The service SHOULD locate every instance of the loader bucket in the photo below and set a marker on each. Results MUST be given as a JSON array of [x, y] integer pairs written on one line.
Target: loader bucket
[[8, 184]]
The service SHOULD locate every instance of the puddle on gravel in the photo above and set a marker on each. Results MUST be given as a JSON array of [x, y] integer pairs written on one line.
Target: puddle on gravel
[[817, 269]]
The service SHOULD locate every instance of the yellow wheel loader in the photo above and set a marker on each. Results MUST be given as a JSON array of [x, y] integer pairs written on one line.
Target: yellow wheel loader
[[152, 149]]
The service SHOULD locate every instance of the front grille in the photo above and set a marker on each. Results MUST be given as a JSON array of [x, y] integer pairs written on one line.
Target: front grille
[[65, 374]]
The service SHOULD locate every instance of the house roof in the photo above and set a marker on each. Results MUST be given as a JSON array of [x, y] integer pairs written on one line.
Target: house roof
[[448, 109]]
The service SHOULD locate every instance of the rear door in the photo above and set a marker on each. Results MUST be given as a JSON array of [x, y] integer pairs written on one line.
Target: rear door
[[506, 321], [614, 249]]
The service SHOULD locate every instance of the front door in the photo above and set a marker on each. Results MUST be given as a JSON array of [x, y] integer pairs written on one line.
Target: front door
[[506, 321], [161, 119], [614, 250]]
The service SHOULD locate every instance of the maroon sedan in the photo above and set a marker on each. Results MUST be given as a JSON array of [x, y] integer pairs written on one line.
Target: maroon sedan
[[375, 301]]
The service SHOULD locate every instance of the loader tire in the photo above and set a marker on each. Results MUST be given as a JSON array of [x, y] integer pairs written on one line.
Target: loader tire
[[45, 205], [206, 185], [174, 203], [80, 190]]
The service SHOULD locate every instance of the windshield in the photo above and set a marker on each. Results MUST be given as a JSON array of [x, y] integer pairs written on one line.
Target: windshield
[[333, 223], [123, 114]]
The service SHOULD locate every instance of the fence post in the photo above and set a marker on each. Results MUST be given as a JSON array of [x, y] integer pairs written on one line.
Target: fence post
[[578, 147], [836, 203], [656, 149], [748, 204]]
######
EXERCISE INSTRUCTIONS: Output every entry exactly.

TASK ANSWER:
The service SHOULD locate every instance of the loader bucket in the photo below and set a marker on each. Results MUST be given as a JSON array of [x, y] integer pairs written on one line.
Target: loader bucket
[[8, 184]]
The service SHOULD locate every instance of the puddle on gravel in the photo above and set a marker on each. Results MUST be given as a JSON array of [x, y] integer pairs written on one line.
Target: puddle on gravel
[[817, 269]]
The service SHOULD locate every instance of the yellow wheel loader in the photo above and set a marker on each. Results MUST be given as a JSON array of [x, y] integer pairs written on one line.
Target: yellow wheel loader
[[152, 149]]
The service SHOULD locate every instance of the front grille in the photo above and set a marker on each. Results MUST be given as a JSON array of [x, y] integer pairs written on one line.
Target: front grille
[[65, 374]]
The service SHOULD locate every instance of the house roof in the photo above and set a marker on each. Results MUST be given as a JSON array of [x, y] integer pairs written on one line.
Target: house roof
[[448, 109]]
The service SHOULD locate every instance of the rear door in the photo above and set a marker on each. Results MUST be given as a JSON array of [x, y] integer pairs written on one line.
Target: rear door
[[506, 321], [614, 249]]
The service SHOULD locate every instance of the front door in the photo above and set a marker on each. Results MUST be given as a JSON array of [x, y] integer pairs written on one line.
Target: front door
[[506, 321], [161, 119], [614, 250]]
The service SHOULD locate every instance of the maroon sedan in the photo above and set a marker on each. Results MUST be given as a JSON array of [x, y] integer pairs written on one line.
Target: maroon sedan
[[375, 301]]
The service SHOULD locate every instance of the loader tire in the photo above and set a marker on each. Results MUST be given as a JSON array of [x, y] integer pairs written on one line.
Target: loader tire
[[45, 205], [206, 185], [174, 203], [80, 190]]
The service SHOULD locate every instance of the windshield in the photo above and set a marker on each. Results MUST be given as a JSON array of [x, y] integer pairs written on one line.
Target: windshield
[[333, 223], [123, 114]]
The service SHOULD locate every instance of the fence post in the photo above and set a marker on each. Results MUST be given as a JSON array of [x, y] integer pairs written on one line.
Target: fence post
[[578, 147], [836, 203], [656, 149], [748, 204]]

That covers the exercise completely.